** start of RECORD SET **
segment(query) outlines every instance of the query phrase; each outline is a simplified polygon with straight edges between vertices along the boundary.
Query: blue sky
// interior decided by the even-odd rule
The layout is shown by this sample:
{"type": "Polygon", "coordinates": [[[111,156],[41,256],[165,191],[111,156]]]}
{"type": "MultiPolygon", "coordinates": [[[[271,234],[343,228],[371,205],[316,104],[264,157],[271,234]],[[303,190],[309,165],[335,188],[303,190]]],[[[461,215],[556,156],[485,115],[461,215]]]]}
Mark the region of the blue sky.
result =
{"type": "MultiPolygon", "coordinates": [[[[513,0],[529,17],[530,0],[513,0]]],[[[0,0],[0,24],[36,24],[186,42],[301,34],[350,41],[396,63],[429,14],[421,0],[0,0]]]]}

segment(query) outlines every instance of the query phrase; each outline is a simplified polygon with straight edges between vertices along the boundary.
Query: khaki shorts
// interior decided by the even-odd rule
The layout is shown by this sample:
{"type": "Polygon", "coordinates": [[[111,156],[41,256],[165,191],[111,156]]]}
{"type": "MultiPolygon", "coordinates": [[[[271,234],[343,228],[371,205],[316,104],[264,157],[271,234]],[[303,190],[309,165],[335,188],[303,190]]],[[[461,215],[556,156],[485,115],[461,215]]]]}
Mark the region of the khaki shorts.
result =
** end of RECORD SET **
> **REQUEST**: Copy out each record from above, exactly.

> **ANSWER IN FULL**:
segment(query) outlines every instance of the query phrase; each outline is a simplified polygon with straight edges between vertices along the boundary.
Query: blue sky
// interior decided by the even-odd rule
The layout is shown by this sample:
{"type": "Polygon", "coordinates": [[[111,156],[41,256],[165,191],[111,156]]]}
{"type": "MultiPolygon", "coordinates": [[[[271,234],[343,228],[371,205],[316,104],[264,157],[271,234]],[[303,190],[309,165],[335,188],[303,190]]],[[[461,215],[556,156],[485,115],[461,215]]]]}
Mark the region of the blue sky.
result =
{"type": "MultiPolygon", "coordinates": [[[[513,0],[529,17],[530,0],[513,0]]],[[[0,0],[0,24],[36,24],[186,42],[301,34],[350,41],[396,63],[429,14],[421,0],[0,0]]]]}

segment(query) outlines every instance of the query phrase; each outline is a simplified polygon with straight edges between vertices along the boundary.
Query: khaki shorts
// interior decided by the even-odd rule
The layout is shown by this sample:
{"type": "Polygon", "coordinates": [[[111,156],[41,256],[165,191],[111,156]]]}
{"type": "MultiPolygon", "coordinates": [[[[271,234],[343,228],[371,205],[316,104],[264,157],[271,234]],[[303,190],[309,165],[335,188],[303,190]]],[[[461,215],[556,156],[485,115],[461,215]]]]}
Mark the region of the khaki shorts.
result =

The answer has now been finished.